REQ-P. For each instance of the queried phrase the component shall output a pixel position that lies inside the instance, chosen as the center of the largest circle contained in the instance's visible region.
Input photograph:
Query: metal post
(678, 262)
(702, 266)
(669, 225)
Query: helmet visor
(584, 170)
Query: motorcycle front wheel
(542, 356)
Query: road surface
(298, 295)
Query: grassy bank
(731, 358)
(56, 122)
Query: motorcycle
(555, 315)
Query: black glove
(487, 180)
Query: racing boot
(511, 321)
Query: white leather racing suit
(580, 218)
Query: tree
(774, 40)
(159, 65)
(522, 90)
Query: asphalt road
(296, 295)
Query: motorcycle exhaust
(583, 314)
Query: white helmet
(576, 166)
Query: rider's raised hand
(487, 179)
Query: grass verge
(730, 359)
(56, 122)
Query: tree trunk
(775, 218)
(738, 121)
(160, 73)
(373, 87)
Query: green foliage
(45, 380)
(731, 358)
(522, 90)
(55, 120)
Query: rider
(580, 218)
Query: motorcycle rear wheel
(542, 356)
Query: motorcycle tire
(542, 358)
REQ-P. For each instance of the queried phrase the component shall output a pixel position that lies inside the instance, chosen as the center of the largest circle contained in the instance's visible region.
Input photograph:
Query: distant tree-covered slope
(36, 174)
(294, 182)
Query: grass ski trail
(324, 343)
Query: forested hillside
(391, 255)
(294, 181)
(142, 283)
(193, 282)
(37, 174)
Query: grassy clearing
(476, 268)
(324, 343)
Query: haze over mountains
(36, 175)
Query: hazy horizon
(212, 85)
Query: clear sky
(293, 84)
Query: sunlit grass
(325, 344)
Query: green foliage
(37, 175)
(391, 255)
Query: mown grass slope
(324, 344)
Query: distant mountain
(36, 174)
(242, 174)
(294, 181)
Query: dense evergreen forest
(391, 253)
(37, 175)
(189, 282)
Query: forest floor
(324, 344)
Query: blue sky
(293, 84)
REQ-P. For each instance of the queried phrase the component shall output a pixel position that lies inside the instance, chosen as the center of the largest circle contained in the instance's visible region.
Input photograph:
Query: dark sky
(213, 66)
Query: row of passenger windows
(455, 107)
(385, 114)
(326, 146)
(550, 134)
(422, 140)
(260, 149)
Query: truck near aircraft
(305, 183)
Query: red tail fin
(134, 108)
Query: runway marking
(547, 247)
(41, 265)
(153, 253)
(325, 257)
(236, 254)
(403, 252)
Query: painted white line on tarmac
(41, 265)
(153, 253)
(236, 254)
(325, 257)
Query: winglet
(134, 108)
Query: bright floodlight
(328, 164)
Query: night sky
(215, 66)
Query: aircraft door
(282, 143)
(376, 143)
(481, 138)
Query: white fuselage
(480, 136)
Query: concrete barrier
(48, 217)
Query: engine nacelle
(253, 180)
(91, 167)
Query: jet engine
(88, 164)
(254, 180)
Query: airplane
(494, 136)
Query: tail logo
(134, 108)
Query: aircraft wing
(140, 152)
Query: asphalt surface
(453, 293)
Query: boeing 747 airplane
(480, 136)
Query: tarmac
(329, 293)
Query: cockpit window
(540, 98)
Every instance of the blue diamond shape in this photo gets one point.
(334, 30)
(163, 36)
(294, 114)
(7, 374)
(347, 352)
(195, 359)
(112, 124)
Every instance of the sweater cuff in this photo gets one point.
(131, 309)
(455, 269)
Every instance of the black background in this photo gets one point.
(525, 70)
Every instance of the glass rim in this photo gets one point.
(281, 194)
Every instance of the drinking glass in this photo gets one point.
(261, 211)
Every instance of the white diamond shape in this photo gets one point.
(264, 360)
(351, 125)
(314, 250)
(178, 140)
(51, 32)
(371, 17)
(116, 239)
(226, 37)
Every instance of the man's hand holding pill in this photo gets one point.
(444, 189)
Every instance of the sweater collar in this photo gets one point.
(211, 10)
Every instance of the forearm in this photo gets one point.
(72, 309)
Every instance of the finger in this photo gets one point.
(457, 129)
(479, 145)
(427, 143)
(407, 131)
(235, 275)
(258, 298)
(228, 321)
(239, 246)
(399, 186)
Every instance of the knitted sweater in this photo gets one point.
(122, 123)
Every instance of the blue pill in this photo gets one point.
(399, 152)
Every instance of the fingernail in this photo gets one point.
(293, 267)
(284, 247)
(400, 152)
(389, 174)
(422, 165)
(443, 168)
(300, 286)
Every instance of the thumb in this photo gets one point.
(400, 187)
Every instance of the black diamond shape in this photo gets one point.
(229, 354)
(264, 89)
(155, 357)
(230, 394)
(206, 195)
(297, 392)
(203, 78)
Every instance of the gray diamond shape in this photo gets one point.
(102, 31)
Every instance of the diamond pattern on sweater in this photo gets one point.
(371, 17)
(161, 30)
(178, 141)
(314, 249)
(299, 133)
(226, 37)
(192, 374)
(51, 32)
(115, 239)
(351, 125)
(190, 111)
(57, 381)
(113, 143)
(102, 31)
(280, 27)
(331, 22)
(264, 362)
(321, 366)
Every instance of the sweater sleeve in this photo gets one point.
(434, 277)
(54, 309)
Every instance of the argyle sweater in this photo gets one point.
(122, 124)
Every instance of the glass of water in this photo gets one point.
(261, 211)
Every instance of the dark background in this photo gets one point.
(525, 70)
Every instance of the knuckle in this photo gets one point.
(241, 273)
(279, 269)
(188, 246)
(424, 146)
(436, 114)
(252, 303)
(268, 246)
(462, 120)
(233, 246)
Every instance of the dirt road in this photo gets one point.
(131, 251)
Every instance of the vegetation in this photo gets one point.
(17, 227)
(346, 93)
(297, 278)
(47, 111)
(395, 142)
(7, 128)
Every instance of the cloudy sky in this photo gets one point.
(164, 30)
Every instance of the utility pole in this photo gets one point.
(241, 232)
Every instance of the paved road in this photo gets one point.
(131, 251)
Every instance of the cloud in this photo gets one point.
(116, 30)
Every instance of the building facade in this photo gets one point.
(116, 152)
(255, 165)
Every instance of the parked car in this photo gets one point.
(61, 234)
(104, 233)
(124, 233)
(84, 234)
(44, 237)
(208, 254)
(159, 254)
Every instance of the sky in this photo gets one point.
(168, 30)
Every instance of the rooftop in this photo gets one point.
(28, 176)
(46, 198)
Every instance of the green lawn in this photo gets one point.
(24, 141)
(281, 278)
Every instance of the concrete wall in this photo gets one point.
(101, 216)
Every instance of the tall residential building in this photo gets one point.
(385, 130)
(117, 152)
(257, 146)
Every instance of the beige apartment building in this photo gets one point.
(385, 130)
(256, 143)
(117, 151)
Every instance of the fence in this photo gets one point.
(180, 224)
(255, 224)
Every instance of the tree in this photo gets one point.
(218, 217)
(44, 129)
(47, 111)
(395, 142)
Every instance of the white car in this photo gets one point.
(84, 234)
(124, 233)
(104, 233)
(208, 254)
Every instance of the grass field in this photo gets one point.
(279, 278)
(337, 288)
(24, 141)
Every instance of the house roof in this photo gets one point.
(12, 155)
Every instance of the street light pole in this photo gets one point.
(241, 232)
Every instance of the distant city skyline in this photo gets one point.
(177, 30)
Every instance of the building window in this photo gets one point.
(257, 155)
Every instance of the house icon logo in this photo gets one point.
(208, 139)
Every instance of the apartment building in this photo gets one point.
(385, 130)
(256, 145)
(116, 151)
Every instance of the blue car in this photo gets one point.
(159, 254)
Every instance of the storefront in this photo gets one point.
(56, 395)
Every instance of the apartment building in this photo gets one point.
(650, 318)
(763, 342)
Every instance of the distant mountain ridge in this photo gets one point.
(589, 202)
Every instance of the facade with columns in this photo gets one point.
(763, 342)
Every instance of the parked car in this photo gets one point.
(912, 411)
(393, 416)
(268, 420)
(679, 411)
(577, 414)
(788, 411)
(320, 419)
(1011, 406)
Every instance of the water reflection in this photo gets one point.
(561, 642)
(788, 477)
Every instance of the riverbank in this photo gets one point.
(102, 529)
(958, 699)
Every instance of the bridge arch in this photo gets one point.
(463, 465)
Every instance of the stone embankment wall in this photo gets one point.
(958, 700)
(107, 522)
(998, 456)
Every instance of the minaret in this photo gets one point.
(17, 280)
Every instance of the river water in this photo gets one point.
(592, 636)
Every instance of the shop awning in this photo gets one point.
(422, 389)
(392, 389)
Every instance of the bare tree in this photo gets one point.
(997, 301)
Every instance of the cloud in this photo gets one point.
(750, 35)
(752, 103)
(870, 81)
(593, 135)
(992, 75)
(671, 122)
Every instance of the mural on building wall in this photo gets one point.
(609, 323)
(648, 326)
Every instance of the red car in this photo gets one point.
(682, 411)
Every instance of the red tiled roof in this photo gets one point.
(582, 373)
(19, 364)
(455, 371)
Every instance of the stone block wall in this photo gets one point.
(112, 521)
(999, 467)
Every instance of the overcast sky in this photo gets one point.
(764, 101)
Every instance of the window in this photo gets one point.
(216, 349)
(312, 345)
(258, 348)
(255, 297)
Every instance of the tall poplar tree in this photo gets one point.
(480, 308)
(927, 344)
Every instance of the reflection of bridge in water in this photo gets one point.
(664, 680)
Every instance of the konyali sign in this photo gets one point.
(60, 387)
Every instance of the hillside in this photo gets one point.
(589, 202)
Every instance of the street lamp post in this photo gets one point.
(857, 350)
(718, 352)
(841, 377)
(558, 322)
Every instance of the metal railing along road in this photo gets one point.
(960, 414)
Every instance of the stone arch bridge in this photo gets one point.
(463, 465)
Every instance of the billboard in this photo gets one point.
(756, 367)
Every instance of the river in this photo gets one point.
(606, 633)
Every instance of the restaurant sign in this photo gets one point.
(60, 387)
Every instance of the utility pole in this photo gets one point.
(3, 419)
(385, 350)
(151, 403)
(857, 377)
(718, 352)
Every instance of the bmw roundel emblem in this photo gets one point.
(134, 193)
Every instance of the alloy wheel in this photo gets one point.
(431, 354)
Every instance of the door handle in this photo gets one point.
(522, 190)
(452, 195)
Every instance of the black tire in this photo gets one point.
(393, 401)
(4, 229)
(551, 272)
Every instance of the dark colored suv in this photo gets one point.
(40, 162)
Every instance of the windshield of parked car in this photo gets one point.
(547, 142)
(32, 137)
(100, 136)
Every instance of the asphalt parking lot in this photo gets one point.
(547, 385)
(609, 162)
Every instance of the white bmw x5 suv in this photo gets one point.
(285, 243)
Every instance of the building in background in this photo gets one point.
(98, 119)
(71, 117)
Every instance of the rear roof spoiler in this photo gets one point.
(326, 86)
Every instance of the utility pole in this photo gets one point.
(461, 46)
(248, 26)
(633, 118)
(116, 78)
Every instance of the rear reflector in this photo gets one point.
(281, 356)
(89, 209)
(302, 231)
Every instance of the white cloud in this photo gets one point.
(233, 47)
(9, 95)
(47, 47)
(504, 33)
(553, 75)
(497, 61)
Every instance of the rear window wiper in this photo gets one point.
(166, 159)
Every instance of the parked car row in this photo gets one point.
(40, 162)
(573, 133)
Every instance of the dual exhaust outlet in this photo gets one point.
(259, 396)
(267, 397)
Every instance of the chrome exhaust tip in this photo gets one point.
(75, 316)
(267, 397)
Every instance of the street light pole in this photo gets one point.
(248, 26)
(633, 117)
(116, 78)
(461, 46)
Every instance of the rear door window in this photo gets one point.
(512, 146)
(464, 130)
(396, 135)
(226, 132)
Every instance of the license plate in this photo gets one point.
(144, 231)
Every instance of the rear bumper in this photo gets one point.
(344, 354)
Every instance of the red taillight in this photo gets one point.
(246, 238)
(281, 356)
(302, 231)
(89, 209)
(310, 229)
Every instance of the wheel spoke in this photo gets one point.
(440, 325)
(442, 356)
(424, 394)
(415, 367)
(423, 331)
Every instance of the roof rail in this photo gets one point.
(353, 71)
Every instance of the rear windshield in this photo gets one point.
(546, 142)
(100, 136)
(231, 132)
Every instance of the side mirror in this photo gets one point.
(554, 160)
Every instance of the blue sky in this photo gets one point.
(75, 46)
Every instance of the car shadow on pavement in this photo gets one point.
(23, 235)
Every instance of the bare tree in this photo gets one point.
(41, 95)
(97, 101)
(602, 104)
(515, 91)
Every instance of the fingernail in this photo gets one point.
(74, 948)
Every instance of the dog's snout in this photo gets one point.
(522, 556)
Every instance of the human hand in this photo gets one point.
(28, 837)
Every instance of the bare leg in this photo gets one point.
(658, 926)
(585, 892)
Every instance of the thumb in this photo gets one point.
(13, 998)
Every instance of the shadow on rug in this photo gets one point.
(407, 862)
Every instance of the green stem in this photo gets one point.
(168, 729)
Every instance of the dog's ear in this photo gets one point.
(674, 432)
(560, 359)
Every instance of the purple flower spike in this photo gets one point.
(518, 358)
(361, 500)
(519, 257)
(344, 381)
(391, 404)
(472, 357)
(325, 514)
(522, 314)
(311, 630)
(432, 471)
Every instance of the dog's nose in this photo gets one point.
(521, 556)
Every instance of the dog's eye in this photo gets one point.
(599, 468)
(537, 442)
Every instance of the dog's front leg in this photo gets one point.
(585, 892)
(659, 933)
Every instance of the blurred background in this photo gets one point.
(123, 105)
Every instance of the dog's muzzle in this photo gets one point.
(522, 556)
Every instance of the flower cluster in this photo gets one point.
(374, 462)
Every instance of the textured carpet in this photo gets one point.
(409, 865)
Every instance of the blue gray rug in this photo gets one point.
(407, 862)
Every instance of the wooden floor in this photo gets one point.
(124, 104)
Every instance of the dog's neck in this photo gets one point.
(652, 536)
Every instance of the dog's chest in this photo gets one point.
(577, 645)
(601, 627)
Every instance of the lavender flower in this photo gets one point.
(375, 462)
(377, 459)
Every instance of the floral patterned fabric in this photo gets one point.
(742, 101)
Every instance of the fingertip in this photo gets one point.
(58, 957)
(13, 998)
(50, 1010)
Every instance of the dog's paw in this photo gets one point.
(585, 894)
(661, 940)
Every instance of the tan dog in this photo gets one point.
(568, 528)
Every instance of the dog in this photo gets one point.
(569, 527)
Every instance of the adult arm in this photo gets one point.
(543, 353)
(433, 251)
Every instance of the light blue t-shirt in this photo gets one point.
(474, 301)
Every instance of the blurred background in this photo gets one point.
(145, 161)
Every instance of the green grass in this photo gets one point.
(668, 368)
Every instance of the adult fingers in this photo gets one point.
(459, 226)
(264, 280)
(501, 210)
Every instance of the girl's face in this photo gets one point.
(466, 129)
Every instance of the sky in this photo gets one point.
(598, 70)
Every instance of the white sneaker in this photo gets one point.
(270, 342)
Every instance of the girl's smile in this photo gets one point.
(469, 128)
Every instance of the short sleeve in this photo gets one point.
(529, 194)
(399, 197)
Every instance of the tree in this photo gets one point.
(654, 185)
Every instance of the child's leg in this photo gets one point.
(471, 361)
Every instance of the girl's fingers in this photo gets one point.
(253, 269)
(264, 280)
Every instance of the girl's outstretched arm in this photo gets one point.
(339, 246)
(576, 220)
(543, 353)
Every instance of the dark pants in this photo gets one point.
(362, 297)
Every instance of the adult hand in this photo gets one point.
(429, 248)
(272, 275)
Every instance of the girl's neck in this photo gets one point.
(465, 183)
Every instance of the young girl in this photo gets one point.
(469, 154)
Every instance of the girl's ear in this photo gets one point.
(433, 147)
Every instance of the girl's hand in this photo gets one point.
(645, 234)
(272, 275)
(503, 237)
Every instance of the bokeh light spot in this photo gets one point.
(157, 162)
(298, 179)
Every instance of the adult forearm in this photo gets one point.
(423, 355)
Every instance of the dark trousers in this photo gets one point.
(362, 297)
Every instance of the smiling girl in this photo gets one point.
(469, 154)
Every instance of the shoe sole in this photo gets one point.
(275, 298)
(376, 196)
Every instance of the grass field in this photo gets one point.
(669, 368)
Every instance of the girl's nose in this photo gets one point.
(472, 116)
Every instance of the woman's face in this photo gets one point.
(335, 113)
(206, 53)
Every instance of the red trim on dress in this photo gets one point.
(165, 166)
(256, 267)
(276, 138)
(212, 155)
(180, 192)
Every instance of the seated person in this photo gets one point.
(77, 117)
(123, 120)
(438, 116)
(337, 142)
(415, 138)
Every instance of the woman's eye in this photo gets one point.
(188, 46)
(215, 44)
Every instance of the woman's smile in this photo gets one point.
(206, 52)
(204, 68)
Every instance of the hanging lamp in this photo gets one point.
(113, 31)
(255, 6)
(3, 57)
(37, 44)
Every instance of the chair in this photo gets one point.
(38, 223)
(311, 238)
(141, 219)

[To do]
From the line that contains "Every instance of the hanging" through the last line of the records above, copy every line exactly and leave out the rest.

[Response box]
Every instance of the hanging lamp in this photo gets one point.
(113, 31)
(255, 6)
(3, 57)
(37, 44)
Every instance of the chair in this photo gets one point.
(38, 223)
(311, 238)
(141, 219)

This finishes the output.